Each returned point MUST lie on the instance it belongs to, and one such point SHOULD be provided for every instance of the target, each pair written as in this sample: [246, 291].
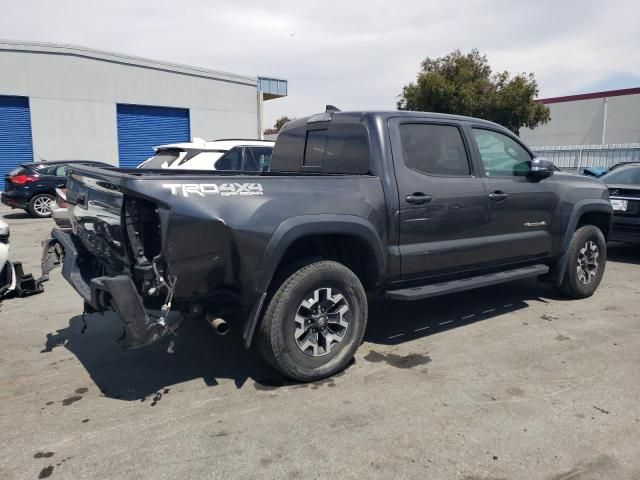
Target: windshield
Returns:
[623, 176]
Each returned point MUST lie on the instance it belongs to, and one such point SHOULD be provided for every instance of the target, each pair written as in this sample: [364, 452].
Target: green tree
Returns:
[280, 123]
[464, 84]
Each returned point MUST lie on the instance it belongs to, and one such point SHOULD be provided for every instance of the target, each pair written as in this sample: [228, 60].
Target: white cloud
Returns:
[354, 54]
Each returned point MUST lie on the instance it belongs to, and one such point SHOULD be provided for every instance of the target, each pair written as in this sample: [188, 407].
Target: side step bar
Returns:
[433, 290]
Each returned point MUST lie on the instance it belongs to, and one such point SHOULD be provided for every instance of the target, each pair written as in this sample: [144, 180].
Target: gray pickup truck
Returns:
[404, 205]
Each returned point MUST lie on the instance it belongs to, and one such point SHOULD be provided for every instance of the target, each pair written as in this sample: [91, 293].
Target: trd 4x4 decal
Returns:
[224, 189]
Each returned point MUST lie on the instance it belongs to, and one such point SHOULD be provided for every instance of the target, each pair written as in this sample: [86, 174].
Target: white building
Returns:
[599, 118]
[61, 102]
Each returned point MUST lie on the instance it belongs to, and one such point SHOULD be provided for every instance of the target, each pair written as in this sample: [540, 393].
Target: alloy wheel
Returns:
[587, 267]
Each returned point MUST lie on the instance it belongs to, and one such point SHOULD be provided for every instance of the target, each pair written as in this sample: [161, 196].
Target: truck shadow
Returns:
[624, 253]
[17, 216]
[200, 353]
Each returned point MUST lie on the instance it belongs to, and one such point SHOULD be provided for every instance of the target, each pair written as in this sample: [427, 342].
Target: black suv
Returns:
[31, 186]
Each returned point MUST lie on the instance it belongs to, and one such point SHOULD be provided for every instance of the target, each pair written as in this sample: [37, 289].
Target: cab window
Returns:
[434, 149]
[501, 155]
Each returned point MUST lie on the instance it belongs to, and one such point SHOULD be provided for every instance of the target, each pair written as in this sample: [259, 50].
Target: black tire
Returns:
[577, 284]
[277, 336]
[36, 203]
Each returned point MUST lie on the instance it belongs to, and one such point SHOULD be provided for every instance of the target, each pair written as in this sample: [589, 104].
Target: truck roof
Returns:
[360, 115]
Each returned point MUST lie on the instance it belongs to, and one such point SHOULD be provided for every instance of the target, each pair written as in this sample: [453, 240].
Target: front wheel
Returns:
[586, 259]
[40, 205]
[314, 322]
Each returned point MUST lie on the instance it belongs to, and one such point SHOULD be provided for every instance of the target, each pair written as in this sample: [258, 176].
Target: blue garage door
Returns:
[140, 128]
[15, 134]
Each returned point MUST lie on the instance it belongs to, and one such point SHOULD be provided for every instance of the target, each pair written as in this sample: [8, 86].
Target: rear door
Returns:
[521, 210]
[443, 205]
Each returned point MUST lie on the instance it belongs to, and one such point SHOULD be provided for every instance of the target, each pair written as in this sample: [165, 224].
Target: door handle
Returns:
[498, 196]
[418, 198]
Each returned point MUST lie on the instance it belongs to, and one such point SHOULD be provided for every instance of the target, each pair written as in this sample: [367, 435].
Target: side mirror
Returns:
[541, 168]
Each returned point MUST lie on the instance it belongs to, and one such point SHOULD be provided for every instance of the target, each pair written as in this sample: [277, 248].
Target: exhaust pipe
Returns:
[219, 325]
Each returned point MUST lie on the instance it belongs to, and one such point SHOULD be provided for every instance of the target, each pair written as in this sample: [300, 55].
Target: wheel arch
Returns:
[585, 212]
[313, 230]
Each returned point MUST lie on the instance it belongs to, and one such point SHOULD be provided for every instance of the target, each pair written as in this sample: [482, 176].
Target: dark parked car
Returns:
[624, 190]
[32, 186]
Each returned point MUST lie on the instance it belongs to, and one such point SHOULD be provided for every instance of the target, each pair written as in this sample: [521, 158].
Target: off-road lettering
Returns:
[224, 189]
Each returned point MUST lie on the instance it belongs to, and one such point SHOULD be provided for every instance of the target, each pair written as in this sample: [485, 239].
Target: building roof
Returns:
[590, 96]
[78, 51]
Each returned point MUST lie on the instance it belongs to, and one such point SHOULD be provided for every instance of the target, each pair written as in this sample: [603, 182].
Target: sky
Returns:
[352, 54]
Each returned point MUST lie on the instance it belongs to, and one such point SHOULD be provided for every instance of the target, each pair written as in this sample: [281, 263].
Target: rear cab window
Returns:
[434, 149]
[328, 148]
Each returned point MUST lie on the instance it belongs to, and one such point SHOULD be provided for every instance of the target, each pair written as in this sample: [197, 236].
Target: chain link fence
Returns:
[576, 158]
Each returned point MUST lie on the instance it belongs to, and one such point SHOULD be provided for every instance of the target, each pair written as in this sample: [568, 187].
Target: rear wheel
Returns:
[586, 259]
[40, 205]
[314, 322]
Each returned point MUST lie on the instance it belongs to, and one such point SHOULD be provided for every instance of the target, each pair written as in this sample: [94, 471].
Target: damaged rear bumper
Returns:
[117, 293]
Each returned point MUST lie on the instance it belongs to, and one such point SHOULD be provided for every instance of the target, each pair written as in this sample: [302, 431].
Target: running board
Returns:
[433, 290]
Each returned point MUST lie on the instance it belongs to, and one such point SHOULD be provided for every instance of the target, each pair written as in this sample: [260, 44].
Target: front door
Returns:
[521, 210]
[443, 210]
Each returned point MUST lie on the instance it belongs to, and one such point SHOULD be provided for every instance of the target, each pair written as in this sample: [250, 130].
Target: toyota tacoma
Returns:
[403, 205]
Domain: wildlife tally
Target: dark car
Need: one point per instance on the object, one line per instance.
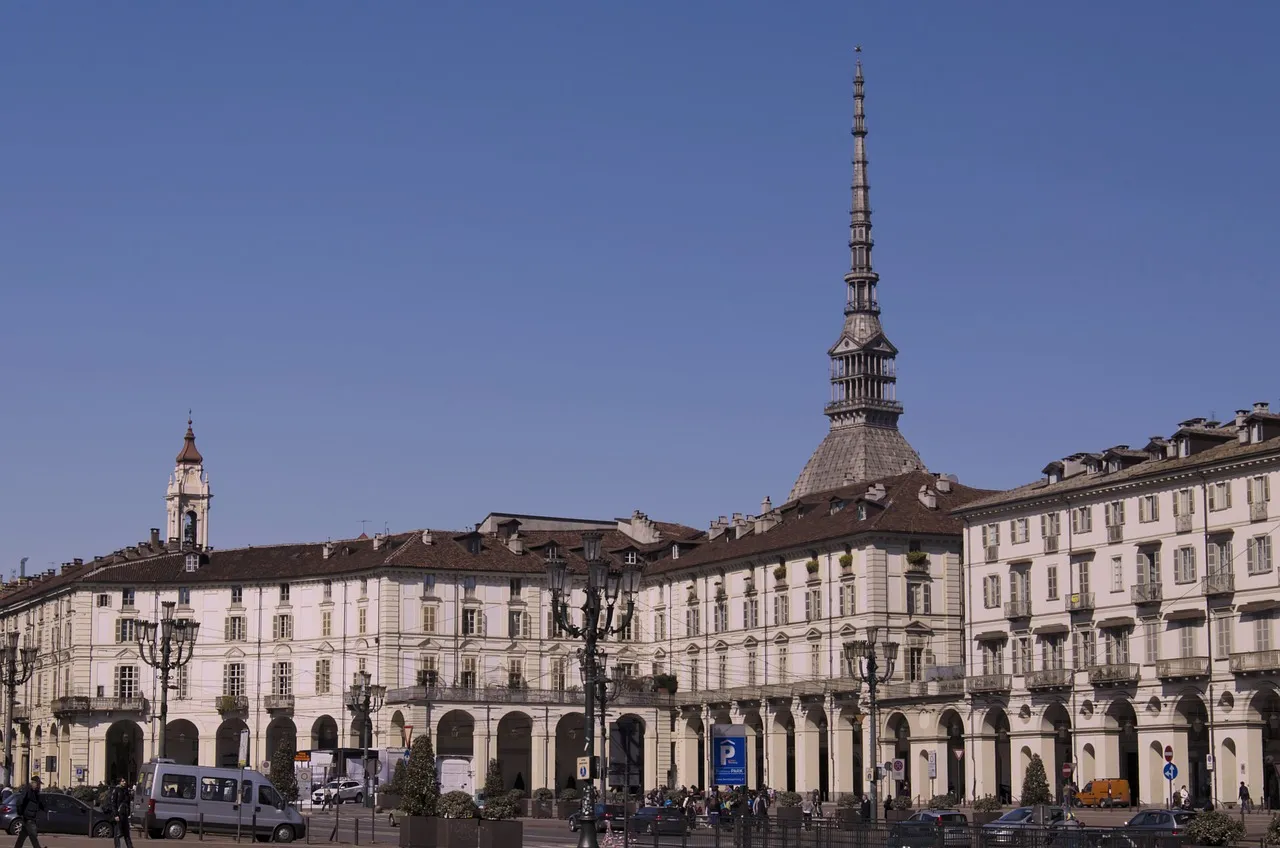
(62, 815)
(659, 820)
(922, 829)
(607, 817)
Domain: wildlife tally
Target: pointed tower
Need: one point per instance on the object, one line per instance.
(188, 496)
(864, 442)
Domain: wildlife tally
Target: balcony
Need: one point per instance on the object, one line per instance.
(1146, 593)
(1050, 679)
(82, 705)
(1255, 661)
(983, 683)
(1182, 668)
(1079, 602)
(1116, 674)
(1219, 584)
(1018, 610)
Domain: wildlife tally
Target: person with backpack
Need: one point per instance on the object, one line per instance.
(28, 806)
(120, 806)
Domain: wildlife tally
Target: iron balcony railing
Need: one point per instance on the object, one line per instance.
(1182, 668)
(1255, 661)
(1115, 674)
(1050, 679)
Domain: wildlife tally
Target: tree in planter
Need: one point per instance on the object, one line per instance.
(421, 790)
(283, 776)
(1036, 784)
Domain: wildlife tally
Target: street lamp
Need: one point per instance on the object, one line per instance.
(365, 698)
(167, 646)
(862, 659)
(18, 668)
(606, 588)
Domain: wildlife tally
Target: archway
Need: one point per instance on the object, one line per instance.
(951, 728)
(280, 729)
(227, 743)
(515, 750)
(626, 753)
(182, 743)
(1121, 720)
(324, 734)
(123, 751)
(570, 744)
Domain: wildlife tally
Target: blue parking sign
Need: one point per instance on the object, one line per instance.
(728, 755)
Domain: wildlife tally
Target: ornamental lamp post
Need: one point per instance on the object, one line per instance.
(607, 589)
(864, 662)
(167, 646)
(18, 668)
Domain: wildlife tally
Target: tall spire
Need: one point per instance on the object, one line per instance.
(864, 442)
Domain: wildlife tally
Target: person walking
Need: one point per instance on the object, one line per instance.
(122, 807)
(30, 803)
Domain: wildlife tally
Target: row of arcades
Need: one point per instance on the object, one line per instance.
(792, 743)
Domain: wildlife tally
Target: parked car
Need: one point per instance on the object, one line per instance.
(659, 820)
(606, 816)
(62, 815)
(172, 798)
(922, 829)
(342, 790)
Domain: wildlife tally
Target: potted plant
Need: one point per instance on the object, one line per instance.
(498, 824)
(420, 798)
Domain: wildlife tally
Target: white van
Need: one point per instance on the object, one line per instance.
(170, 799)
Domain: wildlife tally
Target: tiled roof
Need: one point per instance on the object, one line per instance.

Task details ▸ Only the lines from the one with "Target: person walking" to the end of the entries above belong in your answer. Retype them exactly.

Task answer ▸
Target: person walking
Need: one point per instance on the object, one line per instance.
(122, 807)
(30, 803)
Domain: wildlife tally
Target: row of arcades
Need: one point per instance on the object, one line per instance.
(792, 743)
Domain: wildlife tally
Target: parked car
Need: one point per instance on the object, one line per instance.
(659, 820)
(606, 816)
(62, 815)
(172, 798)
(922, 829)
(342, 790)
Domain: wildlife tally
Target: potted plant
Need: one point per instance on the object, one line per instance.
(498, 824)
(420, 798)
Domain: wildlife tally
Target: white van
Need: one point per instance on the object, one line per instance.
(170, 799)
Domain: wildlife tally
Target: tiled roof
Need: one point per instance on the object, one line per instance.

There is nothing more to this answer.